**Excerpt to read**
☆ ☆ ☆

We put the DVD in upside down and ended up watching the unreleased 1945 version of the movie, which included long dialogueless scenes which were presumably the ones not written by William Faulkner. Most memorable is the text adventure-like scene where Humphrey Bogart is snooping around a house, finds some keys, unlocks a desk with one of the keys, finds a box in one of the drawers of the desk, takes it out of the desk, unlocks the box with another one of the keys, and takes out a book of ciphers. Next scene: he's in his office trying to solve the ciphers! What's next, the Towers of Hanoi?

Afterwards we found out that we'd seen the 'wrong' version of the movie so we flipped the disc and saw some of the scenes that were added before the movie's 1946 release. They were better than the cut text adventure scene, but not by much since their only purpose was to save Lauren Bacall's career with crude sexual innuendo. (I am not making this up; that's more or less the reason given by the UCLA film professor who guided us through the 1946 scenes on one of the bonus features.)

☆ ☆ ☆

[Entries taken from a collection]
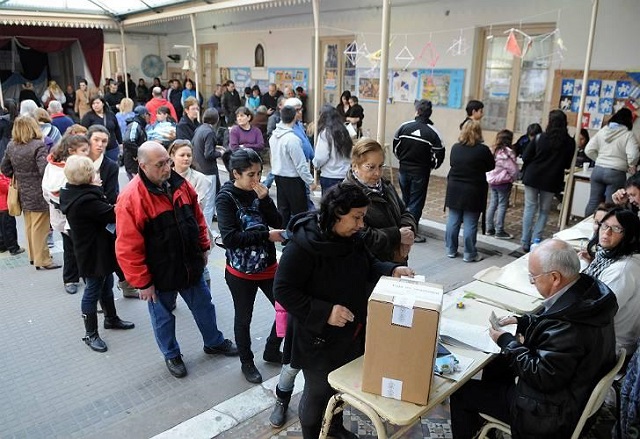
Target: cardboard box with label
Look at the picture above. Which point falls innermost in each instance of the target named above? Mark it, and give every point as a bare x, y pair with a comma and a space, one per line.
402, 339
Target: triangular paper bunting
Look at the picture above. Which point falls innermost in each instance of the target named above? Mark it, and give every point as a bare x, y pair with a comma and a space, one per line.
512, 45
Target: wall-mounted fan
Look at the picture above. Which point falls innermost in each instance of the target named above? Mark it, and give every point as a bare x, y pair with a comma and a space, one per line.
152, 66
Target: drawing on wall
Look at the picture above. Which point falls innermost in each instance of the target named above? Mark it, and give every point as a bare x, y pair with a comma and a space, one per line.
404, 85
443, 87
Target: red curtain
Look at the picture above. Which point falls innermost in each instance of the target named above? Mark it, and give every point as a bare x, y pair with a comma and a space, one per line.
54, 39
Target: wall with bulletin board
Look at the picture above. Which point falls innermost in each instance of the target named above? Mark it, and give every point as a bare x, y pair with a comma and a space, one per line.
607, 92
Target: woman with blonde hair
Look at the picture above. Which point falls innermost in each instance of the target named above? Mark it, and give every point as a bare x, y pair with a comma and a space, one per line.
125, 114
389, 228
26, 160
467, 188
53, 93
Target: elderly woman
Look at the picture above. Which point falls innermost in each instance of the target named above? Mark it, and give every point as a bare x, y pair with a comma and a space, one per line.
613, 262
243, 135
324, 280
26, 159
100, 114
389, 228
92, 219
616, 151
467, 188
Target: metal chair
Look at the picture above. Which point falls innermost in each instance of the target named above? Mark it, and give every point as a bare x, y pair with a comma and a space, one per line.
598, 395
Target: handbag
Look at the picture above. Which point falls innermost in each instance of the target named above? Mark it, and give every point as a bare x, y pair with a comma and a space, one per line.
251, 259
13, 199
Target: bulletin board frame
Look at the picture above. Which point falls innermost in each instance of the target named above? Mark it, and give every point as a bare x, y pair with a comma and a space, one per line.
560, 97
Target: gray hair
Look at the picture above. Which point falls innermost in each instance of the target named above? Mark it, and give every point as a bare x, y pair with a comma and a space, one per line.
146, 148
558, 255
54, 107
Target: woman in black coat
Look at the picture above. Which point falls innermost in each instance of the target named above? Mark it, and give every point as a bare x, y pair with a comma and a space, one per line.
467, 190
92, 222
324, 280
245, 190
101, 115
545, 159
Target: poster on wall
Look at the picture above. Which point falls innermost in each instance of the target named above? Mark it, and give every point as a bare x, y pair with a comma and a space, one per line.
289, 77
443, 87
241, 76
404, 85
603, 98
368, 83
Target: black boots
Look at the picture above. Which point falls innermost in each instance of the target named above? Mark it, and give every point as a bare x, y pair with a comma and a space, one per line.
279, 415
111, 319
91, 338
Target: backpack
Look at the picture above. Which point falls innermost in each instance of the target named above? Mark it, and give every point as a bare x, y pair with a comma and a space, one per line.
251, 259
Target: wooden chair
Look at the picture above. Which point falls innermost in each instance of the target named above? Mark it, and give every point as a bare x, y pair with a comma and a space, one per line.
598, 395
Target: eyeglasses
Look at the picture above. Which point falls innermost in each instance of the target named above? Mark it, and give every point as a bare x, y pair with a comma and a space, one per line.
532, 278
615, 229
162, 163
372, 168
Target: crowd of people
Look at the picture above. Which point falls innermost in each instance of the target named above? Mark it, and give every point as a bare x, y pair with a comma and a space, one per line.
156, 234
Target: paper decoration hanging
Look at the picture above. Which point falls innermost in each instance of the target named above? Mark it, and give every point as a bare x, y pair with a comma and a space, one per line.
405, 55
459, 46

☆ ☆ ☆

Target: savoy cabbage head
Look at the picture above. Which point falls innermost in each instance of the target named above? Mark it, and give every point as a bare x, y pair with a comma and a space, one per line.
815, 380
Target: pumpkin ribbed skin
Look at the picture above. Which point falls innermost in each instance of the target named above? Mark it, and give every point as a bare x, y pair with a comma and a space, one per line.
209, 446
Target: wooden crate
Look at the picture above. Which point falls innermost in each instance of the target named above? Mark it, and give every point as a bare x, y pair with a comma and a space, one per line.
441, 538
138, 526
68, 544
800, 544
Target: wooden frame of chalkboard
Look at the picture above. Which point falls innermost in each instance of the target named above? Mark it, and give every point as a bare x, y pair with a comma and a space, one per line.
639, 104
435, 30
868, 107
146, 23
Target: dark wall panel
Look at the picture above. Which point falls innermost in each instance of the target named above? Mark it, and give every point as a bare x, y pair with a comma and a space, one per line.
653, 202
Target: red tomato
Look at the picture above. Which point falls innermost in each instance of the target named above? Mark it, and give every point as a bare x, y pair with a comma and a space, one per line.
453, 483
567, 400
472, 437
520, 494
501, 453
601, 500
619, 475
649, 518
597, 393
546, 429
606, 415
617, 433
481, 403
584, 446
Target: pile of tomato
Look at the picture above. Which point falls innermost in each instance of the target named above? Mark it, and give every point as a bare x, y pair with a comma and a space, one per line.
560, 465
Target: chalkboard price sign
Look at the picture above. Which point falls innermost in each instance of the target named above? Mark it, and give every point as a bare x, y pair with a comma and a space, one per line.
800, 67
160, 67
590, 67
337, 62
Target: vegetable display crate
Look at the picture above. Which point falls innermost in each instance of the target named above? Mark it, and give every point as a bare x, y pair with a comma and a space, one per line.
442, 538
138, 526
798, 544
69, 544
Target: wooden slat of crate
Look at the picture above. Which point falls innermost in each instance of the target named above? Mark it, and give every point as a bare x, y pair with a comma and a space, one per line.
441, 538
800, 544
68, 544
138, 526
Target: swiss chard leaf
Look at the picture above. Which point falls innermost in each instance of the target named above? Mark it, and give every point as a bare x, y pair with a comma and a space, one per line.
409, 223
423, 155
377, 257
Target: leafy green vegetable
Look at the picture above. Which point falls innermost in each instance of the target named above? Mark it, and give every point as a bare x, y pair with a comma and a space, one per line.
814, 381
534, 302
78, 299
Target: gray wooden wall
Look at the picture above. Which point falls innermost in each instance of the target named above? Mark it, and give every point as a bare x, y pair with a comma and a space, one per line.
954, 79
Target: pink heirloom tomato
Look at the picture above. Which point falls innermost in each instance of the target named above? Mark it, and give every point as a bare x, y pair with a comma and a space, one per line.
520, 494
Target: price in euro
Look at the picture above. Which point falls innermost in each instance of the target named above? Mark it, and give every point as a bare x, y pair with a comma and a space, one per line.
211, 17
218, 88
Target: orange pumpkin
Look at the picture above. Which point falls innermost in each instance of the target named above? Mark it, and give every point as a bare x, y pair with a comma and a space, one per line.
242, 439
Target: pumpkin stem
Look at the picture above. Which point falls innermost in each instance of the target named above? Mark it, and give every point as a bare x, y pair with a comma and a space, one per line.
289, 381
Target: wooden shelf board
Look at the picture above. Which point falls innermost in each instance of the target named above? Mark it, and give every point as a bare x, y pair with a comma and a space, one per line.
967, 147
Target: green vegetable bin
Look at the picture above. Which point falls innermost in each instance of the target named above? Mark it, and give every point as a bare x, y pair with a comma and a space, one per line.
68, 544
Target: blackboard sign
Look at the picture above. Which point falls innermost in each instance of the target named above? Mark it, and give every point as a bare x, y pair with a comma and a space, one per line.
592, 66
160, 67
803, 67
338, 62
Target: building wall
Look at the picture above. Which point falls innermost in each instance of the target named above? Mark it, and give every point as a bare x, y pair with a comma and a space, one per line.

☆ ☆ ☆

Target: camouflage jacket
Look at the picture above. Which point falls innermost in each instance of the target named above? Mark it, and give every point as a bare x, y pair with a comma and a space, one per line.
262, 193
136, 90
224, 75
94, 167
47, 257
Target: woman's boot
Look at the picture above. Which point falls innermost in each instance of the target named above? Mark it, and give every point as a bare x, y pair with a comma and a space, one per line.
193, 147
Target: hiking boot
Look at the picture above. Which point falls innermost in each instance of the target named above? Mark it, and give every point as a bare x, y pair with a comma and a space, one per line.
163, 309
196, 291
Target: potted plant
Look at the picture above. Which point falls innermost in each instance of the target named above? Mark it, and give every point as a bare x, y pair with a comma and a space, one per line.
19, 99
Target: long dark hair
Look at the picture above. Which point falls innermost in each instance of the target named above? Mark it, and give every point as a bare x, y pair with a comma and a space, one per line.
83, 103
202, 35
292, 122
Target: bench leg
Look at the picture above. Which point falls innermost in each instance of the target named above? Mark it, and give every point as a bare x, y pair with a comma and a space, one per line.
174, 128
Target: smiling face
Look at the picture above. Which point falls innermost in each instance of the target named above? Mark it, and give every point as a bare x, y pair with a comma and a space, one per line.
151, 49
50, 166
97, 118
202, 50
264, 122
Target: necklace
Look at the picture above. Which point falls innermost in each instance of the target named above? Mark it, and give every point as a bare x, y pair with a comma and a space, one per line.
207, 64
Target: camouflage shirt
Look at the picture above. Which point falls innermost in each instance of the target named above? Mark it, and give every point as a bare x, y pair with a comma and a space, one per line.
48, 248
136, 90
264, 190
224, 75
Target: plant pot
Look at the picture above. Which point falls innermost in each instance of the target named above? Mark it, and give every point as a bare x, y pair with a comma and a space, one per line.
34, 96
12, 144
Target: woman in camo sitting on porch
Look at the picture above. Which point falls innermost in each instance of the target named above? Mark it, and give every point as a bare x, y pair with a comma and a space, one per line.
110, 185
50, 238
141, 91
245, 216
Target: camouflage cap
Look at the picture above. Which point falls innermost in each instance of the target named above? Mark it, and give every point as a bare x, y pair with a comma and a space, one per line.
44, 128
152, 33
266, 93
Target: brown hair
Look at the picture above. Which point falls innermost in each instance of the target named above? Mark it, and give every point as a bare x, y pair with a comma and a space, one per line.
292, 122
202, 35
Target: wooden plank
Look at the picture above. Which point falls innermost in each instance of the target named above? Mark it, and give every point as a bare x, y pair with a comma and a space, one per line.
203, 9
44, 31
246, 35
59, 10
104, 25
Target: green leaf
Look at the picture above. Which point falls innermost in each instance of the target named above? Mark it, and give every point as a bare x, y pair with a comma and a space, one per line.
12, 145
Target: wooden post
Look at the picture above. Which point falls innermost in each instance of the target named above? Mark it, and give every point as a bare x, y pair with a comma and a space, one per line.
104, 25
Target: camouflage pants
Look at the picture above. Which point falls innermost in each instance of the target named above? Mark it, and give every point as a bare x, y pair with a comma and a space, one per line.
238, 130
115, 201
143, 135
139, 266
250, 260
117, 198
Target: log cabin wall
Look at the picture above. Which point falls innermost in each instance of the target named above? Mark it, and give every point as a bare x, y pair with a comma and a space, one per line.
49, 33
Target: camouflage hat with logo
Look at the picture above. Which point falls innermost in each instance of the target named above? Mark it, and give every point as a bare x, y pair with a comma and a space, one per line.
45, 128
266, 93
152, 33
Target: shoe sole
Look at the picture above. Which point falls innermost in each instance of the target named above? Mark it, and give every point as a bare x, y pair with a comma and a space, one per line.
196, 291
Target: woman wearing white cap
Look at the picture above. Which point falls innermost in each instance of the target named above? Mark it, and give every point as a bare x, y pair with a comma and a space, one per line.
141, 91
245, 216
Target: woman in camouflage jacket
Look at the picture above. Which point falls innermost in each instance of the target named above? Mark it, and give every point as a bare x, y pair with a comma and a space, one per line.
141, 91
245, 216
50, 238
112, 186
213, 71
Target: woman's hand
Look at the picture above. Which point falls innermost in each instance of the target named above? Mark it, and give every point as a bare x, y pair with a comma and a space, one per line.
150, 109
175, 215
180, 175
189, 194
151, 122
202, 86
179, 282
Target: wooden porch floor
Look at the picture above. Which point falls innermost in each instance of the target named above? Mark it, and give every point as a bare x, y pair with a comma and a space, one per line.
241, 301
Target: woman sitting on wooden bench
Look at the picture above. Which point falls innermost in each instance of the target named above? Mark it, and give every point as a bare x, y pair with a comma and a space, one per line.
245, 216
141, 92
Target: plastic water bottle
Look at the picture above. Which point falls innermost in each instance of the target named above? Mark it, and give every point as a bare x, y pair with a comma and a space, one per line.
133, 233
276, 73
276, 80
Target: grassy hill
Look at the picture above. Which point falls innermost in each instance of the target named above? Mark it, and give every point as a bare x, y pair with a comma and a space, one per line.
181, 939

☆ ☆ ☆

**Task instructions**
Could you extend the account of watching both versions of the Humphrey Bogart movie on DVD, picking up right after its final sentence?

**Output for this exercise**
There's a lot of stuff that happens in this movie, and Sumana kept getting tired so we had to take it in shifts. It was worth it, though. Strong characterization, great cinematography, nicely confusing plot. It also has good Marxesque comedy bits, like one where Lauren Bacall's need to call the police loses out to her insatiable desire to participate in telephone comedy routines.

No NYCB discussion of this movie would be complete without a comparison to The Big Lebowski. IMDB trivia claims that the latter movie actually has more in common with The Long Goodbye, which I haven't seen. But there's nearly a complete mapping from the characters in The Big Sleep to characters in The Big Lebowski, and some of the themes are similar, so I think the relationship is like that between O Brother, Where Art Thou? and the Odyssey.

I think The Big Lebowski is a better movie than The Big Sleep; it's not as complicated, per se, but it's more complex. It has more interesting things in it. Sumana became agitated when I made this statement, so I'll qualify it by saying that my judgement might be different if I'd seen the 1946 version first. Incidentally, I recently saw a tremendously patronizing Big Lebowski "Achiever's Edition" boxed set for sale and was very glad that no one got me that for Christmas.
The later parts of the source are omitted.